** Opening EXCERPTED RECORDS block **

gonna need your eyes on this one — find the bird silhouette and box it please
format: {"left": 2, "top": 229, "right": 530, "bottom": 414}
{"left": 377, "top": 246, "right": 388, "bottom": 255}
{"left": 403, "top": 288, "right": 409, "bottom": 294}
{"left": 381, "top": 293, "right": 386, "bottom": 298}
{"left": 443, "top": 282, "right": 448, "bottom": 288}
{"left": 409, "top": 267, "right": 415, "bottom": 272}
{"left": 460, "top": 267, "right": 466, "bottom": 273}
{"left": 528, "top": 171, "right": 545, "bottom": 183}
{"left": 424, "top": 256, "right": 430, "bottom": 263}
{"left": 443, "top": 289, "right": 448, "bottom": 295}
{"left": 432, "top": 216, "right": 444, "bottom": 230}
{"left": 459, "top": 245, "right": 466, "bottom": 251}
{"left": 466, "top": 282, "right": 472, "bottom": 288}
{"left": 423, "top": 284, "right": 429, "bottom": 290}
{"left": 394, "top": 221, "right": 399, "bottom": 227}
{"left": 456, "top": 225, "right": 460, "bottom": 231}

** Closing EXCERPTED RECORDS block **

*YOUR GOAL*: Each record above has to be repeated word for word.

*RESPONSE AREA*:
gonna need your eyes on this one — find the bird silhouette and box it please
format: {"left": 2, "top": 229, "right": 530, "bottom": 414}
{"left": 377, "top": 246, "right": 388, "bottom": 255}
{"left": 403, "top": 288, "right": 409, "bottom": 294}
{"left": 381, "top": 293, "right": 386, "bottom": 298}
{"left": 443, "top": 282, "right": 448, "bottom": 288}
{"left": 409, "top": 267, "right": 415, "bottom": 272}
{"left": 460, "top": 267, "right": 466, "bottom": 273}
{"left": 528, "top": 171, "right": 545, "bottom": 183}
{"left": 424, "top": 256, "right": 430, "bottom": 263}
{"left": 443, "top": 289, "right": 448, "bottom": 295}
{"left": 432, "top": 216, "right": 444, "bottom": 230}
{"left": 459, "top": 245, "right": 466, "bottom": 251}
{"left": 466, "top": 282, "right": 472, "bottom": 288}
{"left": 423, "top": 284, "right": 429, "bottom": 290}
{"left": 394, "top": 221, "right": 399, "bottom": 227}
{"left": 456, "top": 225, "right": 460, "bottom": 231}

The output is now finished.